* Exercise prompt
Any pictures in the records below should be skipped; write out everything else exactly.

* Data listing
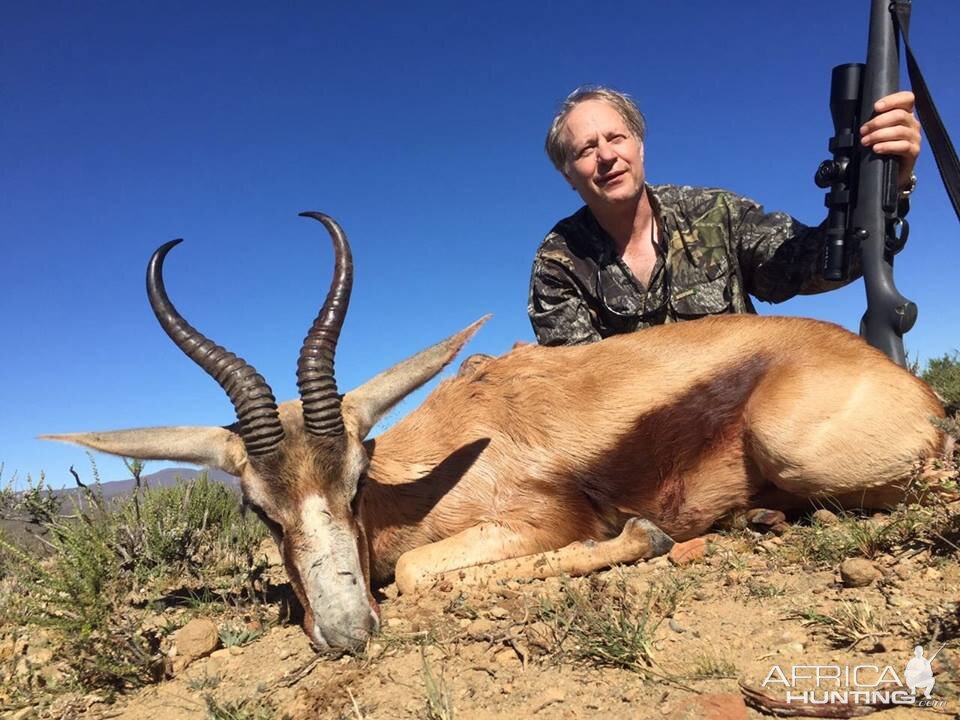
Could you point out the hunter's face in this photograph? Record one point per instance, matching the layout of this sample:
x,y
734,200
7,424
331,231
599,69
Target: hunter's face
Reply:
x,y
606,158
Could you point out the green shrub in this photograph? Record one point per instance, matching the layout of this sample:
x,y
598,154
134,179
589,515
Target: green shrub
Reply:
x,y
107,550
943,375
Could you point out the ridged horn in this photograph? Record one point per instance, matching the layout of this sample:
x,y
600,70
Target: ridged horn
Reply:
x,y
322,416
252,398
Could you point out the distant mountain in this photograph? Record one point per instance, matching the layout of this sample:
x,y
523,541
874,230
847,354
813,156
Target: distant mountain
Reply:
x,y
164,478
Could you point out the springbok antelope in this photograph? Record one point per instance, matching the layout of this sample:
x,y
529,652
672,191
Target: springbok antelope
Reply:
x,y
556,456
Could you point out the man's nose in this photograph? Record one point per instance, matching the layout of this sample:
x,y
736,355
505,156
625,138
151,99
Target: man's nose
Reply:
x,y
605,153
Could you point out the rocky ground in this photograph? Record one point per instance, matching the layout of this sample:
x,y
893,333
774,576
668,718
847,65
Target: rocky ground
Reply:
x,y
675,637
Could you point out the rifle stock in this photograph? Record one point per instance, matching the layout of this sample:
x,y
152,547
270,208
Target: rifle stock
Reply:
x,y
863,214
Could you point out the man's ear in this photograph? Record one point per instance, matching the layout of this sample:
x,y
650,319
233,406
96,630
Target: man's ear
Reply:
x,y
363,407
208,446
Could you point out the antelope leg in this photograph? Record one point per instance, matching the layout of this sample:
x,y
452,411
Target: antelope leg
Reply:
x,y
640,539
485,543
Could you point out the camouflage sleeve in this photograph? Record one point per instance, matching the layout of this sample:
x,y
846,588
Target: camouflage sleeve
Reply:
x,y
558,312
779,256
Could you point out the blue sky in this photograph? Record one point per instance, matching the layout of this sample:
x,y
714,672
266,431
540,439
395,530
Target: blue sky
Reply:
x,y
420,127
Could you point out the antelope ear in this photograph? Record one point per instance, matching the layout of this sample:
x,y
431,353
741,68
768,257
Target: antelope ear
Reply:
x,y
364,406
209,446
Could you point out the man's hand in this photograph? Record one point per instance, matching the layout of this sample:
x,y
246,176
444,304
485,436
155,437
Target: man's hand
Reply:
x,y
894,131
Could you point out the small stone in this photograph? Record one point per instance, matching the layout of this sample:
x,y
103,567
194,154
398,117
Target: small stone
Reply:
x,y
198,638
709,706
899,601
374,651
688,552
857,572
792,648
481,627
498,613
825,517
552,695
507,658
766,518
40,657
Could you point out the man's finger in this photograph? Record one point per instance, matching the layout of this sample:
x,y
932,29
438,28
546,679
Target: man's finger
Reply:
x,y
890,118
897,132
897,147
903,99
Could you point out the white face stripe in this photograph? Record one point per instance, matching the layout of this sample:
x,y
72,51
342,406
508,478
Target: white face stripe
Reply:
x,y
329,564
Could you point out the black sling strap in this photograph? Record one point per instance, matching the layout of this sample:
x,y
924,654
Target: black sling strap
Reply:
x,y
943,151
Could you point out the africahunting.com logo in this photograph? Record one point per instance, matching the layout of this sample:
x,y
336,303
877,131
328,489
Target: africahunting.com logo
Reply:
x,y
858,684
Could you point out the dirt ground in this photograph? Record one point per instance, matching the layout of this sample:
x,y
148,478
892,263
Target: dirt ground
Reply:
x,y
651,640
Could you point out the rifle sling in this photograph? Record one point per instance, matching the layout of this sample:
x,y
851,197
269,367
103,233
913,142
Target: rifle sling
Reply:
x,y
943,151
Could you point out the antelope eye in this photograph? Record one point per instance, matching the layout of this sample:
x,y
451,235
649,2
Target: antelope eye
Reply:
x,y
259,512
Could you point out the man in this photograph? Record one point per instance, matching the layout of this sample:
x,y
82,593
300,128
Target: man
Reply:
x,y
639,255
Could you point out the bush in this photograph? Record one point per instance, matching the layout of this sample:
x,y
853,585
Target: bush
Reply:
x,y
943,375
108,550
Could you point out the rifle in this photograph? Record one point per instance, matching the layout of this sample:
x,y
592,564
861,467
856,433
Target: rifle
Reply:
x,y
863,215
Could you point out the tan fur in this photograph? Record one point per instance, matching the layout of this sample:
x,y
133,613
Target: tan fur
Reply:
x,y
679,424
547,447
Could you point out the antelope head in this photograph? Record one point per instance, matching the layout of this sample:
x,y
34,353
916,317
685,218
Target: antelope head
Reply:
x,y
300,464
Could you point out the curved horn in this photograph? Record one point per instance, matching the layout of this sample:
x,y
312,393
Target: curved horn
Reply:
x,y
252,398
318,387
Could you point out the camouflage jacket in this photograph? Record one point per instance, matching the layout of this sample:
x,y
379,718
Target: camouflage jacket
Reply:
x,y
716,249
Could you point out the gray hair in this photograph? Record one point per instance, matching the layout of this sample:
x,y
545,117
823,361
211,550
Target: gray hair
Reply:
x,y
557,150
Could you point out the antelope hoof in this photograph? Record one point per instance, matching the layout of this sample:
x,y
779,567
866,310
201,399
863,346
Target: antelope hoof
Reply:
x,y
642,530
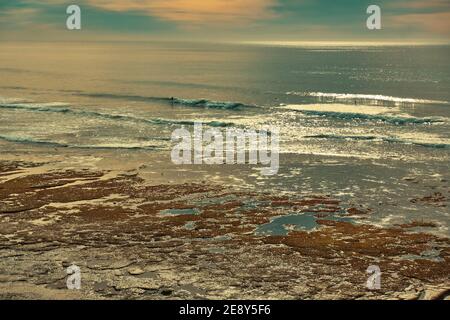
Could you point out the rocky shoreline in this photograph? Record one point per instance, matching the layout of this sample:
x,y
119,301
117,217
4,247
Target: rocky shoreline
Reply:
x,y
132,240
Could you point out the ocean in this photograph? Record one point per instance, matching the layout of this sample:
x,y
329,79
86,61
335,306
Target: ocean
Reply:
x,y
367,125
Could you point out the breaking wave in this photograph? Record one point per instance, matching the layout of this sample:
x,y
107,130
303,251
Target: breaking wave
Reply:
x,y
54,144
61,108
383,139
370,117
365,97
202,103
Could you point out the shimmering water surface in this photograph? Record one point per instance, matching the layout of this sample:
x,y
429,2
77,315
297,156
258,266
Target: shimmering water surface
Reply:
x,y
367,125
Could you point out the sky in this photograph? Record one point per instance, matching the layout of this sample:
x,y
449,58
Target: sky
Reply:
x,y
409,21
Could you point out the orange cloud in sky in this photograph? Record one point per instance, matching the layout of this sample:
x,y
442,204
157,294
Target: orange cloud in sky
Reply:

* Reply
Could you point out the hunter's face in this photograph? Record one point per instance, matching the layout of this sample:
x,y
734,200
7,424
331,231
599,69
Target: hunter's face
Reply:
x,y
606,158
Could you point out the green shrub in this photograph? Record one point per instance, matching the layout of this sample:
x,y
598,154
134,179
589,515
Target: green shrub
Reply:
x,y
107,550
943,375
Could you point out the ridged horn in this photograph? Record one point per instance, matching the layout of this sample:
x,y
600,70
Target: ridged horn
Reply:
x,y
322,416
252,398
Could you point out the distant mountain in this photograph? Record one point per instance, matching the layout of this sample:
x,y
523,541
874,230
847,354
813,156
Target: distant mountain
Reply:
x,y
164,478
Could you point out the springbok antelope in this photograph? Record one point per instance, matching the layout of this sample:
x,y
529,652
672,191
Target: springbok antelope
Reply:
x,y
556,456
Could you point out the man's nose in this photograph? Record one point per instance, matching the layout of this sample:
x,y
736,355
505,156
625,138
151,99
Target: man's nose
Reply:
x,y
605,153
Could you point out the rocky ground in this photograph? Record one point per instance, matching the layout of this sample:
x,y
893,333
774,576
668,718
847,65
Target: rocky ground
Reply:
x,y
675,637
Could you point out the rifle stock in this photograph? Record one point per instance, matching the layout of this sample:
x,y
152,547
270,208
Target: rifle stock
Reply:
x,y
863,214
Could you point out the man's ear in this photograph? Record one point per instance, matching the layout of this sample:
x,y
650,319
233,406
96,630
Target: man's ear
Reply:
x,y
363,407
208,446
Could you point out the antelope leg in this photograph? Record one point per instance, matching the layout of this sample:
x,y
452,411
Target: antelope leg
Reply:
x,y
640,539
485,543
Could you point out the camouflage sleeve in this photograph? Record one point per instance, matching the layout of this sample:
x,y
846,588
Target: camouflage sleeve
Reply:
x,y
558,312
779,256
Could you point out the blue sky in this photograph? Record one point per instance, matching the layout of this sample:
x,y
714,672
266,431
540,439
395,530
Target: blue sky
Reply:
x,y
420,127
Could you point out the antelope ear in this photograph? Record one point per instance, matching the layout of this sample:
x,y
431,353
741,68
768,257
Target: antelope ear
Reply:
x,y
364,406
209,446
Could you point out the man's hand in this photograph? Record one point per instance, matching the layout of this sample:
x,y
246,176
444,304
485,436
155,437
Target: man's hand
Reply:
x,y
894,131
Could you point out the small stone in this photograph? Record one point per instance, matching the layout of this sample:
x,y
103,567
194,154
398,117
Target: small stone
Reply:
x,y
198,638
709,706
899,601
374,651
688,552
857,572
792,648
481,627
498,613
825,517
552,695
507,658
766,518
40,657
Could you point out the man's finger in this photograph? Record one point per instance, matching the layout of this sample:
x,y
932,29
438,28
546,679
Target: man's finger
Reply:
x,y
890,118
897,132
897,147
903,99
Could you point out the white face stripe in this photograph? Record one point per instance, matching the layout of this sample:
x,y
72,51
342,406
508,478
Target: white face stripe
Reply:
x,y
329,564
Could you point out the black sling strap in this photograph? Record one point per instance, matching the layout of this sample:
x,y
924,654
Target: black sling strap
Reply:
x,y
943,151
Could you point out the africahunting.com logo in this photograph? Record one point per instance, matching the layout of this sample:
x,y
336,303
877,131
328,489
Target: africahunting.com logo
Reply:
x,y
858,684
Could you point out the dirt ground in this photograph? Record one point per instance, matching the layout of this sample:
x,y
148,478
892,263
Target: dirt ground
Reply:
x,y
651,640
Could you point out the rifle sling in this photograph? Record one point per instance, matching the layout of this sample:
x,y
851,197
269,367
103,233
913,142
Target: rifle sling
Reply:
x,y
943,151
Could you point out the antelope eye in this photograph? Record one point per instance, matching the layout of this sample:
x,y
451,235
649,2
Target: antelope eye
Reply:
x,y
259,512
Could you point out the man in this photograph? Record one point per instance, matching the layout of this sample:
x,y
82,593
300,128
Target: man
Reply:
x,y
639,255
Could you point out the bush in this photograph? Record one point per instance, matching the layout of this sample:
x,y
853,585
Target: bush
Reply:
x,y
943,375
108,550
Could you point out the rifle in this photograph? Record one point per instance, matching the layout of this sample:
x,y
592,564
861,467
856,433
Target: rifle
Reply:
x,y
863,215
Could you point out the tan fur in this photograph? Record one point per instance, matching the layout of this sample:
x,y
133,613
Target: tan fur
Reply:
x,y
679,424
547,447
Could you point out the antelope head in this photograph? Record one point per instance, matching the layout of this sample:
x,y
34,353
916,317
685,218
Target: antelope head
Reply:
x,y
300,464
Could you point out the curved horn in this photograph? Record one point per instance, matching the layout of this sample:
x,y
312,393
Target: curved horn
Reply:
x,y
252,398
318,387
Could you point out the camouflage jacket in this photograph? Record one point per instance, matching the layout of this sample:
x,y
379,718
Target: camouflage jacket
Reply:
x,y
716,249
Could you point out the gray hair in this photograph? Record one point per instance, matching the layout of this sample:
x,y
545,117
823,361
211,550
Target: gray hair
Reply:
x,y
557,150
Could you point out the antelope hoof in this photograph? Record one point per instance, matching the layout of this sample:
x,y
779,567
866,310
201,399
863,346
Target: antelope hoof
Reply:
x,y
642,530
Could you point out the rocky shoreline in this photograph? Record one point per instance, matching the layout of this sample:
x,y
119,301
117,217
4,247
Target: rocky shoreline
Reply:
x,y
132,240
Could you point out the ocean in this photograph? Record one point per instance, matching the layout of this sample:
x,y
329,79
86,61
335,306
Target: ocean
Reply:
x,y
367,125
Could you point out the breaking wave in this photograph? Record one point per instance, matching the layout of this sample:
x,y
107,130
303,251
Target: breaking wave
Reply:
x,y
54,144
61,108
383,139
370,117
365,97
202,103
Could you point out the shimmering water surface in this photograph? Record one point per instance, matching the layout of this sample:
x,y
429,2
77,315
297,156
258,266
Target: shimmering water surface
Reply:
x,y
367,125
Could you point out the sky in this photograph? Record one point per instance, matching the layout of this sample:
x,y
449,58
Target: sky
Reply:
x,y
409,21
Could you point out the orange cloud in sky in this photograph? Record one point per instance, matching the layout of this sample:
x,y
442,204
157,294
Target: orange cloud in sky
Reply:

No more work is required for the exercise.